The input:
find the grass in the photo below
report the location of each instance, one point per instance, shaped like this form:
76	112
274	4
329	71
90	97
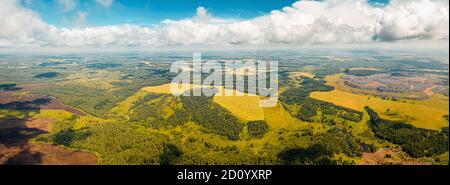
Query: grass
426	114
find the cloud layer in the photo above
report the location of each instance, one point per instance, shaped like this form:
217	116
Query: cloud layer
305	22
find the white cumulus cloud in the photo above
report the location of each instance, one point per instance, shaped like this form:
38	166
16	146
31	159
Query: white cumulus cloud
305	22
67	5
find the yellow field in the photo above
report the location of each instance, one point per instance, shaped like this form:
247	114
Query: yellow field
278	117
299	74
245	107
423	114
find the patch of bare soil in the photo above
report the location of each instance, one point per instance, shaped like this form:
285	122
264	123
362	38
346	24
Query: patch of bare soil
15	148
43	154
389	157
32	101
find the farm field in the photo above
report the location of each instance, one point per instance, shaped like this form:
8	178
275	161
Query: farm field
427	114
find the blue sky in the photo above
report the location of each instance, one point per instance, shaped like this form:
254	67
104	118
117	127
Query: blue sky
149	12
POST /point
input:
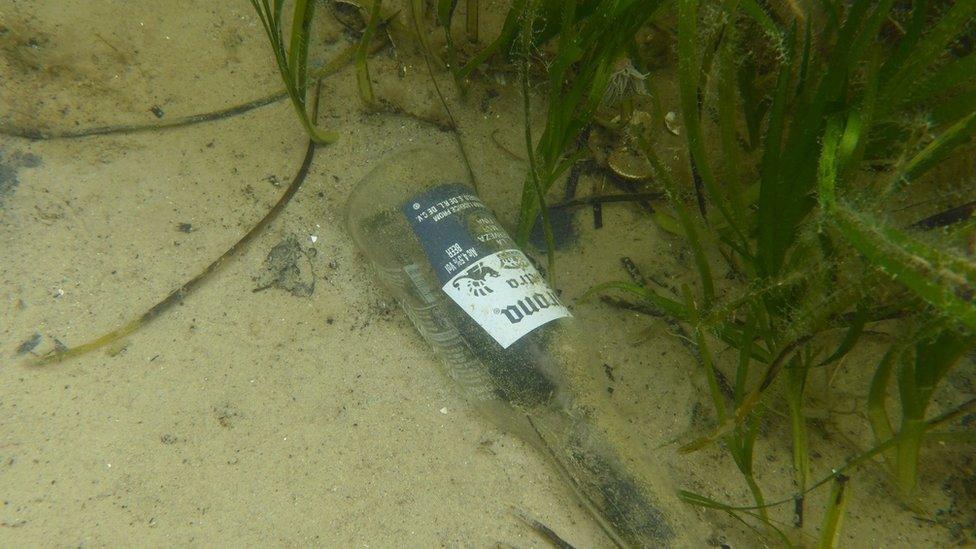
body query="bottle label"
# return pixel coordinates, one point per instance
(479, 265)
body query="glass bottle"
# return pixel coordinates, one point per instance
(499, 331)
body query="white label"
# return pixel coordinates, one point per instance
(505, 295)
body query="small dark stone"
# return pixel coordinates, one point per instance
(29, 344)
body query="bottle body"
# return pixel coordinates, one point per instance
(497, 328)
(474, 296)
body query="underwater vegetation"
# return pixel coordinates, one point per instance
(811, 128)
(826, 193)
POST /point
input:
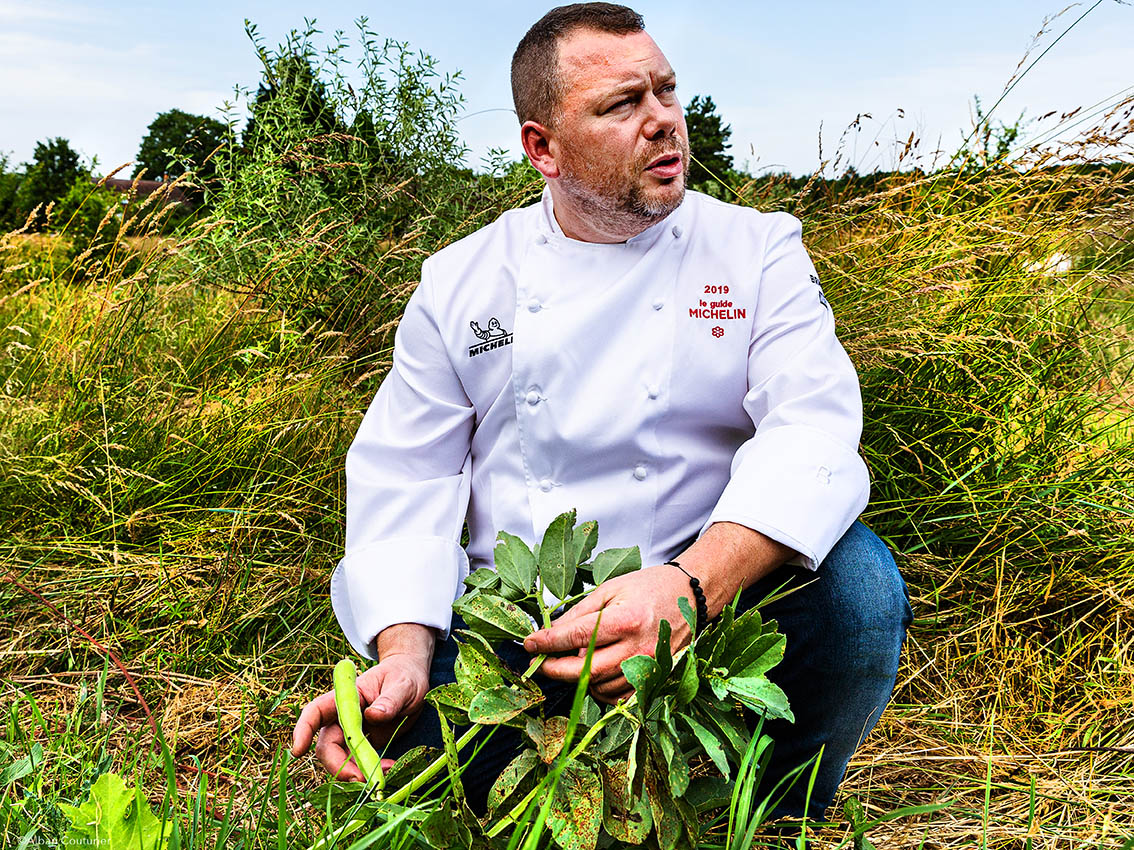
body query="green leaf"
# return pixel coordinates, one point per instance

Written request: Give the data above again in full and unchanged, skipping the pictures.

Worked solution:
find the grass in the photo below
report the location of each instance, one point per instance, shaped like this form:
76	112
274	4
329	71
90	97
Query: grass
426	114
find the cloud layer in the photo above
report the location of each instance, one point per instance, shaped like this form:
217	116
Query: cloud layer
305	22
find the white cumulus cloud in the photo above
report the location of each instance, one point per instance, shaped like this form:
38	166
16	146
31	159
Query: white cumulus cloud
305	22
67	5
find the yellow field in the photo above
report the location of each instance, one point per instance, shaped like this form:
247	114
Query: yellow field
278	117
299	74
245	107
423	114
find the patch of bare soil in the photo above
report the location of each instance, one point per instance, shaped like this form:
285	122
264	123
362	38
346	24
Query: patch of bare soil
15	148
43	154
389	157
32	101
find the farm field in the photo above
report the location of each instance, one point per instance, shaped like this form:
8	178
275	161
Query: farm field
427	114
find the blue sky in the photo above
report the location of each instance, one point per instance, shaped like this form:
254	67
104	118
117	127
Query: blue sky
149	12
POST /point
input:
body query="bottle label"
# return pixel coordinates, one point per instance
(479, 265)
body query="glass bottle"
# return pixel coordinates, one point per instance
(499, 331)
body query="white label"
# return pixel coordinates, one point per instance
(505, 295)
body query="small dark stone"
# return pixel coordinates, one point per instance
(29, 344)
body query="bottle body"
# return pixel coordinates, one point per instance
(497, 328)
(474, 296)
body query="underwater vegetation"
# return pixel coordinates, one point per instance
(811, 128)
(826, 193)
POST /point
input:
body query="green leaf"
# return pixel coordinates, one point per instance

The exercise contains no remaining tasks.